Work task => In the records below, locate the line containing "[ ] integer pixel coordinates, x then y", then output that line and all later lines exactly, through the last one.

================

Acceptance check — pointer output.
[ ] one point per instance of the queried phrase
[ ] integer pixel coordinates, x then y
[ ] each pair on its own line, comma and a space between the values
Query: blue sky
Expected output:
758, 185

================

Result of this task =>
[ ] integer pixel coordinates, x then y
[ ] each pair on its own line, comma and a space between the values
Query: blue sky
Expected output:
758, 185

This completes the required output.